▶ _Alıştırma metni_
------------------------------------------------

Dış borcun ceremesini hepimiz çekiyoruz!

Uluslararası Finans Enstitüsü, pandemi ile birlikte, küresel borcun 272 trilyon dolar olduğunu açıkladı. Bu hesap içinde ülkelerin dış borcu, iç borcu, işletmelerin ve halkın bankalara borcu, hepsi var. Bunun içindir ki bu hesabın her tarafı yanlıştır.

İç borçla dış borcu toplama doğru değildir. Zira etkileri çok farklıdır.

İç borçlar, milli gelir içinde bir transferdir. Reel faize bağlı olarak değişir. Gelir dağılımını etkiler.

Devlete borç verenler eğer enflasyonun üstünde faiz alıyorsa, devletten borç verene gelir transferi olur. Ancak devlette faizleri bütçeden ödediğine göre, bu maliyet sonunda halka sosyalize edilmiş olur.

Eğer devlet aldığı borcu verimli yatırımlarda kullanırsa, GSYH'da artış olur ve sosyal fayda ve maliyet açısından borç kendisini ödemiş olur.

------------------------------------------------

Kayıtlı satırlar:
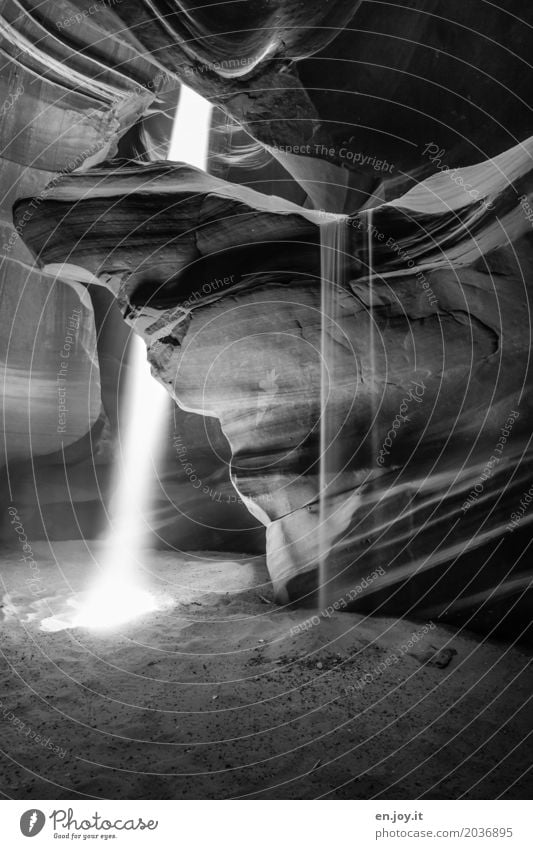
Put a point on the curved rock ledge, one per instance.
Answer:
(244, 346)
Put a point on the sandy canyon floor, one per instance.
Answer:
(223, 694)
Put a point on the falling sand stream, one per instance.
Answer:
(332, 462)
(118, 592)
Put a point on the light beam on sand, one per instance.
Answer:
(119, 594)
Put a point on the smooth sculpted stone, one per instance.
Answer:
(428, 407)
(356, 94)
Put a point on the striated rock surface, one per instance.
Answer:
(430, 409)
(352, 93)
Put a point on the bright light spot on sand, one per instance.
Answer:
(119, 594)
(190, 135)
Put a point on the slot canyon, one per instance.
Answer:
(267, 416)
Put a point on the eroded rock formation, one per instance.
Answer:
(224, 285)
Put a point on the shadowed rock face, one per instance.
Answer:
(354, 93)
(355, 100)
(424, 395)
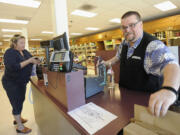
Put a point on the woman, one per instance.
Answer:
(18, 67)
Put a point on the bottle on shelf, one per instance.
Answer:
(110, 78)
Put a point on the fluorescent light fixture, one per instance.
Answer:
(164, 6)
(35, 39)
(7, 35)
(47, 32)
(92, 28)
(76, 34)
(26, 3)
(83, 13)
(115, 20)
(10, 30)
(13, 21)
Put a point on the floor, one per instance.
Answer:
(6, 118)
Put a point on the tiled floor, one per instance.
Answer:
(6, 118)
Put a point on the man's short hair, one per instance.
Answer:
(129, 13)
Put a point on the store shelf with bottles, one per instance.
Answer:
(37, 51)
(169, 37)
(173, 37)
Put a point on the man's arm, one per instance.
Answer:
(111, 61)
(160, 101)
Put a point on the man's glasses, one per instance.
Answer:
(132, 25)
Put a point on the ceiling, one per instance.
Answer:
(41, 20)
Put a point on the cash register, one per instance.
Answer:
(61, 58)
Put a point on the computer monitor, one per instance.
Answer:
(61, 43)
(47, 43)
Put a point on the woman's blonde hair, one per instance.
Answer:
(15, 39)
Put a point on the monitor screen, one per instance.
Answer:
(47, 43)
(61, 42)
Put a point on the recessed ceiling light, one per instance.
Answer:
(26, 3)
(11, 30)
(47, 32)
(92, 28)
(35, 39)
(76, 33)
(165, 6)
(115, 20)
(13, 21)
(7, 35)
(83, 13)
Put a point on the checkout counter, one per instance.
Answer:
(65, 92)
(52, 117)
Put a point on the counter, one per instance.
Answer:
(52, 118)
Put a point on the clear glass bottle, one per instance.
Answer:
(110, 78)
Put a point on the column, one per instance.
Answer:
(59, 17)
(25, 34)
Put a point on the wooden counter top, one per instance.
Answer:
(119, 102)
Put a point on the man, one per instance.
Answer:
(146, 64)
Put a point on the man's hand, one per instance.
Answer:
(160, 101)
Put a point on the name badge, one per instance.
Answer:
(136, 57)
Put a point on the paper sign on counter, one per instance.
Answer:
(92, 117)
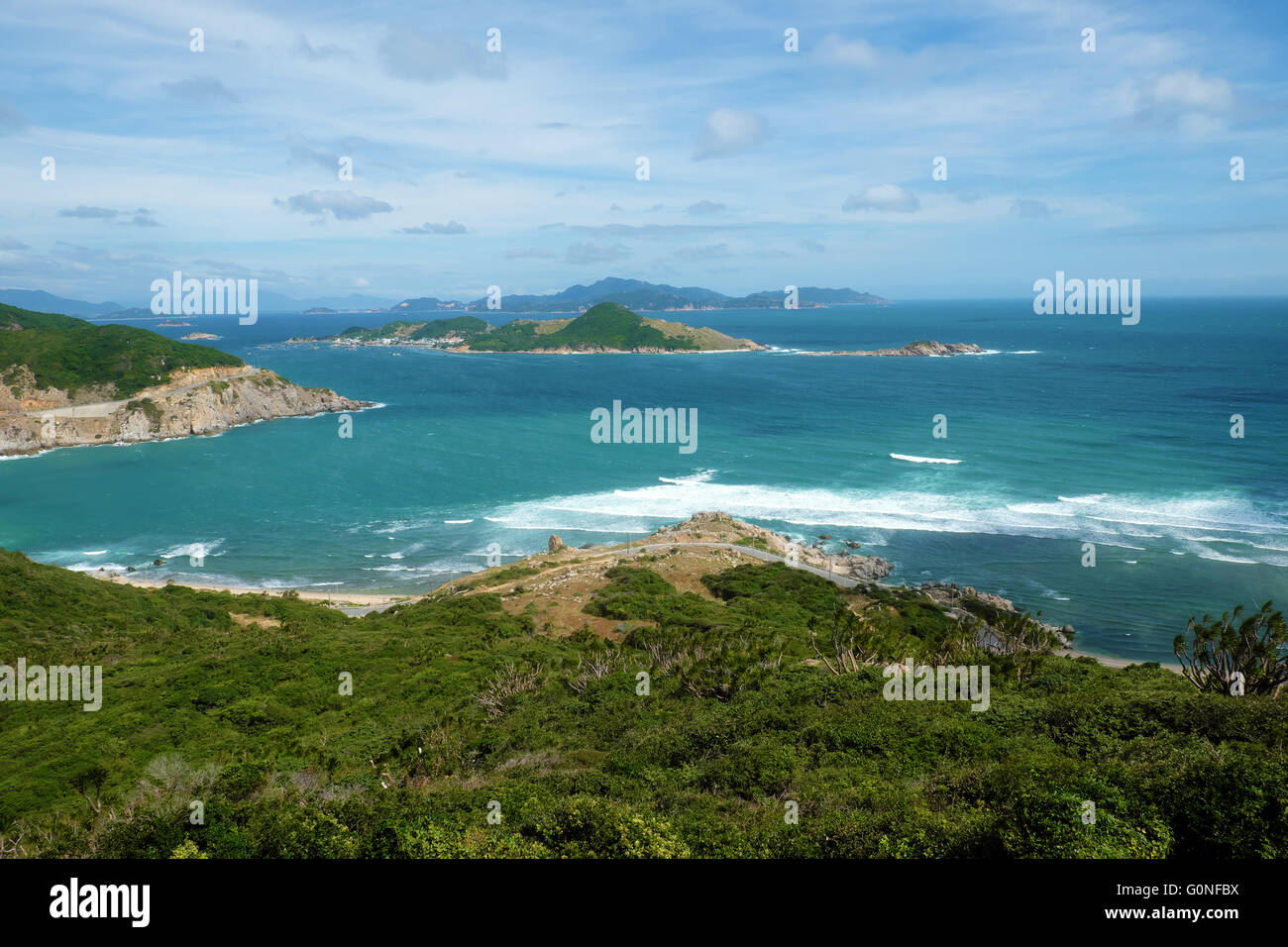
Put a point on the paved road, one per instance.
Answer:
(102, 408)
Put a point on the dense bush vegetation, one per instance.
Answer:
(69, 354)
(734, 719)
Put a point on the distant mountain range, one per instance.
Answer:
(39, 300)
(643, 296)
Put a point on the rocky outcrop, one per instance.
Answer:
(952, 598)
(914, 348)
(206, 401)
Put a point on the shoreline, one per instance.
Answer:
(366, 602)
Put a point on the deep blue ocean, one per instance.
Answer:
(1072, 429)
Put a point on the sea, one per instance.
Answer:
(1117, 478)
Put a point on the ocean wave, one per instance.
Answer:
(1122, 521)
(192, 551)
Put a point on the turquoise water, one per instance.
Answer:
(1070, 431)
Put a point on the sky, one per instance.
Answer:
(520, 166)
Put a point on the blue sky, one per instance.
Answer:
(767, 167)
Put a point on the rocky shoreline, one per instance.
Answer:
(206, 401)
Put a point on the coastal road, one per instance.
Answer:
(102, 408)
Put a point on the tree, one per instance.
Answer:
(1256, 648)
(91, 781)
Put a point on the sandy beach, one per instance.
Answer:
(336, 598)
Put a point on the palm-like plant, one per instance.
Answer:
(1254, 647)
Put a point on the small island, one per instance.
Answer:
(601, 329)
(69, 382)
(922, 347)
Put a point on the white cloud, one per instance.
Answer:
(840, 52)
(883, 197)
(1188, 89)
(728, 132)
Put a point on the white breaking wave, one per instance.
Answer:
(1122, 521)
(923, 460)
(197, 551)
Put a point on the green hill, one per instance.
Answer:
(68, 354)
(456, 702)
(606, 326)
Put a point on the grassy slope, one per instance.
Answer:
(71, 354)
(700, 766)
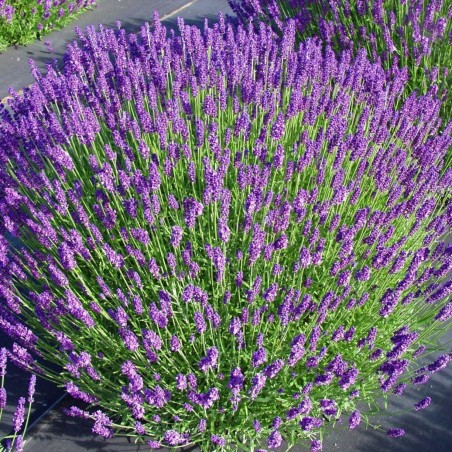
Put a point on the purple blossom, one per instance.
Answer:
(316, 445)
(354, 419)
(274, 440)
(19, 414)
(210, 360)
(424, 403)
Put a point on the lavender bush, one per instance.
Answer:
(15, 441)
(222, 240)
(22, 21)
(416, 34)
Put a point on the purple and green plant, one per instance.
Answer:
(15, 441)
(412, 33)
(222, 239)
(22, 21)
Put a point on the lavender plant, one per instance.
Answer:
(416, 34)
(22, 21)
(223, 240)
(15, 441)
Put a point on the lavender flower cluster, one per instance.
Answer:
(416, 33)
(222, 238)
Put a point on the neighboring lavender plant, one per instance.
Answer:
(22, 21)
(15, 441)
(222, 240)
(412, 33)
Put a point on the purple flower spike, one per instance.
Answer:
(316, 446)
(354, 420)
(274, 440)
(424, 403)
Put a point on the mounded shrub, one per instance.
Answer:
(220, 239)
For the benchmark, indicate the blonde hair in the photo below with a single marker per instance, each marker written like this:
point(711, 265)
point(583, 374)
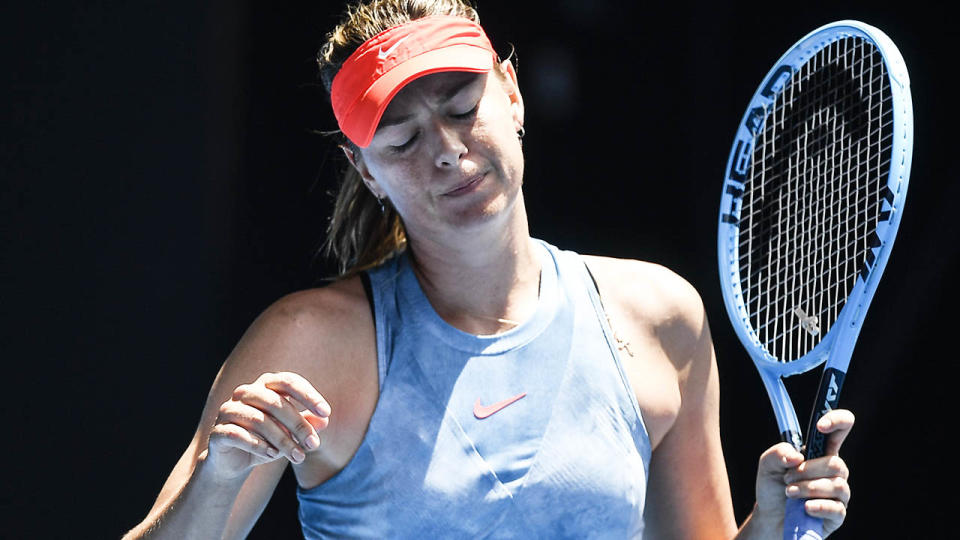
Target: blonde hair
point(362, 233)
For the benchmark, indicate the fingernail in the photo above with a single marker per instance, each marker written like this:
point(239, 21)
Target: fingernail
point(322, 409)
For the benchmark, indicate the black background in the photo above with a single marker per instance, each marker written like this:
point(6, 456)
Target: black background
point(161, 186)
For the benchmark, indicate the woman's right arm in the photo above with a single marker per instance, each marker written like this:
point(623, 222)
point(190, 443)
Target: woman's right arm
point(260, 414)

------------------------------------------------

▶ _Alıştırmada istenenler_
a. Dış borç yazısından "İç borçlar, milli" sözlerinden başlayıp aşağıya, "sosyalize edilmiş olur." sözlerine kadar olan her şeyi hiç değiştirmeden çıkarın.
b. Dış borç yazısında "Uluslararası Finans Enstitüsü, pandemi ile birlikte" diye başlayan paragrafı, ana bilgileri koruyarak daha kısa yazın.
Bu satırların dış borç yazısıyla hiçbir ilgisi yok.

▶ _Tamamlanan alıştırma_
a.
İç borçlar, milli gelir içinde bir transferdir. Reel faize bağlı olarak değişir. Gelir dağılımını etkiler.

Devlete borç verenler eğer enflasyonun üstünde faiz alıyorsa, devletten borç verene gelir transferi olur. Ancak devlette faizleri bütçeden ödediğine göre, bu maliyet sonunda halka sosyalize edilmiş olur.

b. Uluslararası Finans Enstitüsü, pandemiyle birlikte küresel borcun 272 trilyon dolar olduğunu açıkladı. Bu rakam ülkelerin dış ve iç borçlarını, işletmelerin ve halkın bankalara olan borçlarını bir arada topladığı için baştan sona yanlıştır.